▶ **Records provided**:

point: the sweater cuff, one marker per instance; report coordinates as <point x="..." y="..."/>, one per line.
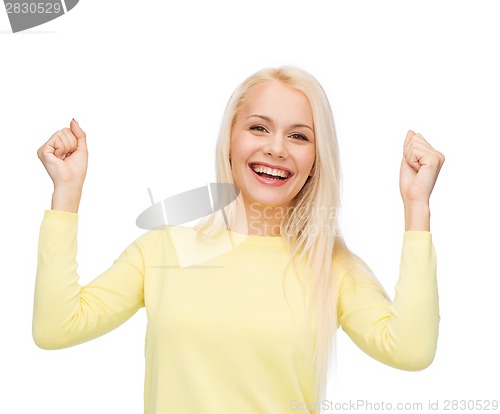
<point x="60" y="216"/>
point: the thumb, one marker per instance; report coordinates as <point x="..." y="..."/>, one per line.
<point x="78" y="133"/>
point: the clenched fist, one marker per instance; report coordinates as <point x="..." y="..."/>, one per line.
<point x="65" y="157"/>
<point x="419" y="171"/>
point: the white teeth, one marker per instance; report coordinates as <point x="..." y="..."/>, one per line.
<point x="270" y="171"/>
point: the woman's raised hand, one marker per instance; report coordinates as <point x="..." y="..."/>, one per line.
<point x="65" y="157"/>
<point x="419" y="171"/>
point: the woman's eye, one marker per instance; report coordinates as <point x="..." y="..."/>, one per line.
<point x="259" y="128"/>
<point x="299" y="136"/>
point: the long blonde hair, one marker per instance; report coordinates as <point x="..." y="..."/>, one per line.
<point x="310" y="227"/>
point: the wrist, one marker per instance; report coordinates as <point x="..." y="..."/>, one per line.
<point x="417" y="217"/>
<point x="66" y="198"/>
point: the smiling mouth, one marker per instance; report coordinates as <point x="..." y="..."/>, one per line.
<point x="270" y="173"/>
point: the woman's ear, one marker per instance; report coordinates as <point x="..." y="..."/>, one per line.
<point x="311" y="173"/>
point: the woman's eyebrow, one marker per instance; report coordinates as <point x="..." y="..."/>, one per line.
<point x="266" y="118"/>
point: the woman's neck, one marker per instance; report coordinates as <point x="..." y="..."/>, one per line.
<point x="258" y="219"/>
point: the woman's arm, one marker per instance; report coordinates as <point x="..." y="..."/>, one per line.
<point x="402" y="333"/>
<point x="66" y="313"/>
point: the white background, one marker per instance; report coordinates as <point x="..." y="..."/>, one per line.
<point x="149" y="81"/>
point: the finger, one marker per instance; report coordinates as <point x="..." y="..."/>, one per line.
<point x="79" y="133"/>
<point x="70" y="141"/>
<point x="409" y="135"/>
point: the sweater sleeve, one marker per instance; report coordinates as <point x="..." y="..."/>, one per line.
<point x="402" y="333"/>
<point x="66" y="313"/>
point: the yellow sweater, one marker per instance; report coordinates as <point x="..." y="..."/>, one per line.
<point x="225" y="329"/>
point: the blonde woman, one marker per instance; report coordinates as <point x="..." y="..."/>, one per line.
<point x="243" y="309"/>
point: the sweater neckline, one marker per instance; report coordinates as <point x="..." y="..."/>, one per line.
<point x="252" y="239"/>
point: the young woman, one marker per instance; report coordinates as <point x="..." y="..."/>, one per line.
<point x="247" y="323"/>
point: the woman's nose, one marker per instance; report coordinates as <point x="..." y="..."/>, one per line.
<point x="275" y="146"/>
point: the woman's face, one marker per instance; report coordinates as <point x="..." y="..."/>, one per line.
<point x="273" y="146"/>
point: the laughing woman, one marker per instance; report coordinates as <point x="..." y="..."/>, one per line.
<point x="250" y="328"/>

▶ **Task prompt**: Please retype the whole listing above exactly, without any of its images.

▶ **Exercise answer**:
point: the sweater cuff, one marker per instance; report coordinates as <point x="..." y="..."/>, one per line.
<point x="60" y="216"/>
point: the thumb, one marker per instance; report coordinates as <point x="..." y="..."/>, one per line.
<point x="78" y="133"/>
point: the clenched fist, one marker per instance; report coordinates as <point x="..." y="..."/>, one per line.
<point x="65" y="157"/>
<point x="419" y="171"/>
point: the white teeth, one marker per instance; report coordinates as <point x="..." y="..."/>, one per line.
<point x="270" y="171"/>
point: the woman's raised hand, one marker per instance; report coordinates as <point x="..." y="..."/>, one per line.
<point x="65" y="157"/>
<point x="419" y="171"/>
point: the woman's eye, one marker per instance; report coordinates as <point x="..." y="..."/>, one per line.
<point x="259" y="128"/>
<point x="299" y="136"/>
point: the long blonde hair, one marker per instance; report coordinates as <point x="..." y="..."/>, one per line.
<point x="310" y="227"/>
point: the wrist, one marker per instance; report coordinates as <point x="..." y="..."/>, one per line.
<point x="417" y="217"/>
<point x="66" y="198"/>
point: the smiling mouth, one marker per instance; report coordinates as <point x="..." y="..."/>, one per line.
<point x="270" y="173"/>
point: the woman's ear, one marker per instance; report coordinates as <point x="..." y="..."/>, one per line.
<point x="311" y="173"/>
point: the woman's eyebrow, one marker per instance; report coordinates as <point x="..." y="..."/>, one per line.
<point x="266" y="118"/>
point: the woman's neck, one marker per instance; report coordinates as <point x="..." y="..."/>, one per line.
<point x="258" y="219"/>
point: the woman's arm, one marker per instance; report coordinates as <point x="..." y="..."/>, one per line.
<point x="402" y="333"/>
<point x="66" y="313"/>
point: the white background, one marker per instance; report coordinates as <point x="..." y="..."/>, one per line.
<point x="149" y="81"/>
point: the finger, one marker per instance; report coordinates as <point x="..." y="..."/>, one per line.
<point x="79" y="133"/>
<point x="70" y="141"/>
<point x="409" y="135"/>
point: the sweater sleeve, one marker per instance; report coordinates as <point x="..." y="..."/>, one per line.
<point x="402" y="333"/>
<point x="66" y="313"/>
point: the yellow sweater, one marker per instance; report coordinates as <point x="..." y="..."/>, one per line.
<point x="225" y="329"/>
point: the blonde woman, one marker per instance; report coordinates as <point x="..." y="..."/>, one per line.
<point x="243" y="309"/>
point: the sweater neckline, one marker per instance; report coordinates as <point x="..." y="..."/>, one per line.
<point x="252" y="239"/>
point: the young woman, one marker per instance; report coordinates as <point x="..." y="..."/>, one per line.
<point x="247" y="323"/>
point: the woman's nose, one marker per instance; report coordinates as <point x="..." y="..."/>, one per line.
<point x="275" y="146"/>
point: the woman's face, one marker per instance; report coordinates as <point x="..." y="..."/>, one per line.
<point x="273" y="146"/>
point: the laughing woman, one marker per instance; report coordinates as <point x="..." y="..."/>, one per line.
<point x="250" y="328"/>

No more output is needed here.